## Brief 1
In the article below about organist Mert Grabau, in what year did he and his wife Irma move to Owatonna?
## Brief 2
Using the article below about organist Mert Grabau, explain why he set out to learn the organ.

The first time he played the organ for an entire church service, Mert Grabau had to play an old organ that was raised slightly above the front of the congregation.
“That was scary,” he said. “It squeaked and squawked once in a while.”
That was Sept. 22, 1947.
Grabau, 93, played the organ at churches in Nebraska for 16 years, then in Colorado for 10 years before he and his wife Irma moved to Owatonna in 1967. He most recently was the organist at Redeemer Lutheran Church, where he also oversaw the choir. He also played the organ at weddings and funerals and filled in for churches needing an organist. He estimates that he has played at 17 churches in the Steele County area over the years.
“At least we knew where we’d be on a Sunday,” he said.
After 73 years of playing the church organ, Mert decided that it’s time to retire. A reception to honor Mert and Irma is scheduled for 10:15 a.m. Sunday at Redeemer Lutheran Church, 1054 Truman Ave., Owatonna. A short musical celebration featuring organist Gloria Kenow will follow the reception. COVID-19 precautions of wearing a mask and social distancing will take place.
He said he’ll miss it, but he’ll continue to play from time to time and has an organ at their home. When he was a child growing up on a farm in Nebraska, his mother would show him the keys on the old reed organ they had.
He knew he wanted to teach in a parochial school and they usually wanted someone who could also play the organ, he said. He took organ classes at Concordia University in Nebraska, which included playing a hymn at a chapel service once a semester. It was nerve wracking to play in front of dozens of his fellow organ students, he said.
His first job was teaching 32 students in eight grades at a one-room Lutheran parochial school in Nebraska. He then moved to a bigger school in Colorado before coming to Owatonna, where he taught fifth grade until he retired in 1989.
In each location, he and Irma would look for a church that had an organ. Redeemer Lutheran Church had a small, old organ when he first began to play for the church services and then it brought in a new pipe organ four years after he became the organist, he said.
“It was a thrill to play on that,” he said.
His older brother was also a church organist, including at the church in Detroit where Irma’s father was a pastor. Mert was visiting his brother when he met Irma at the church in 1949. They’ve been married for 69 years.
“Sixty-nine of these 73 years, I’ve been listening to him,” Irma said.
Irma plays the piano and they sometimes play duets or she accompanies him while he sings. Irma also fills in for Mert playing the organ while he receives Communion during church services.
Mert enjoys hearing the support of the congregation singing as he plays.
“When you’re playing, you’re leading the congregation in their singing and you feel like a guy that’s driving a tractor on the farm. That machinery is going along behind him because he’s in charge and driving the tractor,” he said.

## Dataset records
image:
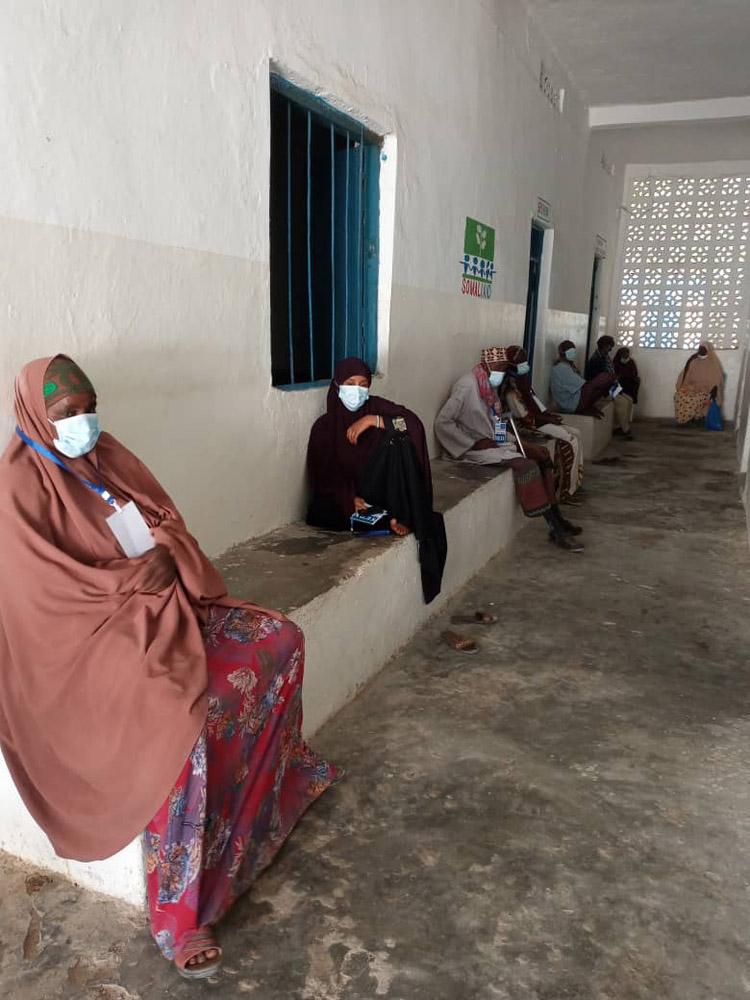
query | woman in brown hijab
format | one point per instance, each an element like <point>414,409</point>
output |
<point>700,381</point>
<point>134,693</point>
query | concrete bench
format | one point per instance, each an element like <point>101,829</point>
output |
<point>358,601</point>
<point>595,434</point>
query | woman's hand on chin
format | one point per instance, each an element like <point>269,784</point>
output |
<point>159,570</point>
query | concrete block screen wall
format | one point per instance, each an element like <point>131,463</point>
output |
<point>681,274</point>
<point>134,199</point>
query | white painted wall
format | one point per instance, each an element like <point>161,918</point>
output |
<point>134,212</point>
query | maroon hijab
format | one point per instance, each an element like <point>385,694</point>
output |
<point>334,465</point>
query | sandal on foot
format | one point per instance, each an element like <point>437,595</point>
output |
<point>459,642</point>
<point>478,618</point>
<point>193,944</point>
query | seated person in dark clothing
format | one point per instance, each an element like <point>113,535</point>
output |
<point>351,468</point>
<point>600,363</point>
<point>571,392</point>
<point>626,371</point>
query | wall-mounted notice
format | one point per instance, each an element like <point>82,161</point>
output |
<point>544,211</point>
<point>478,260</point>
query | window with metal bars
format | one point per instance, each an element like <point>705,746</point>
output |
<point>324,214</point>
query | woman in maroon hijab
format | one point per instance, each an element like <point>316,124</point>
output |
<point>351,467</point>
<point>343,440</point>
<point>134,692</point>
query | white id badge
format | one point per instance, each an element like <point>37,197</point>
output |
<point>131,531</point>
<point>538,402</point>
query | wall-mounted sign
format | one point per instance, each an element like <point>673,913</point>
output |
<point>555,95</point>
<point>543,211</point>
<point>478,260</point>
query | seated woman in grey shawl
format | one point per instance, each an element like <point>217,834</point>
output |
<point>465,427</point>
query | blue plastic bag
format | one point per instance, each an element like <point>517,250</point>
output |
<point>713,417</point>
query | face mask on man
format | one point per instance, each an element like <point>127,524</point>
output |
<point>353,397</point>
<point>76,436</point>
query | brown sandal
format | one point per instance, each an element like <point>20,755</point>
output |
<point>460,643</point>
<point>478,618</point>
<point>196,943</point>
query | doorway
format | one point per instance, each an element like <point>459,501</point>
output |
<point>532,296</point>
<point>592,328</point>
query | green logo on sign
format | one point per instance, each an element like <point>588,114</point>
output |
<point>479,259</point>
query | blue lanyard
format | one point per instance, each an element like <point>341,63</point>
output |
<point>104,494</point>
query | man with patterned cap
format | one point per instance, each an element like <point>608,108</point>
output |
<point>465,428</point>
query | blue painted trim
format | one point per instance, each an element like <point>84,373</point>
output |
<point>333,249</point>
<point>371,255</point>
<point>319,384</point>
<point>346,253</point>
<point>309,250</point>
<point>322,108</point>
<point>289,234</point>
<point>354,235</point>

## Answer 1
1967

## Answer 2
He wanted to teach in a parochial school, and such schools usually wanted a teacher who could also play the organ.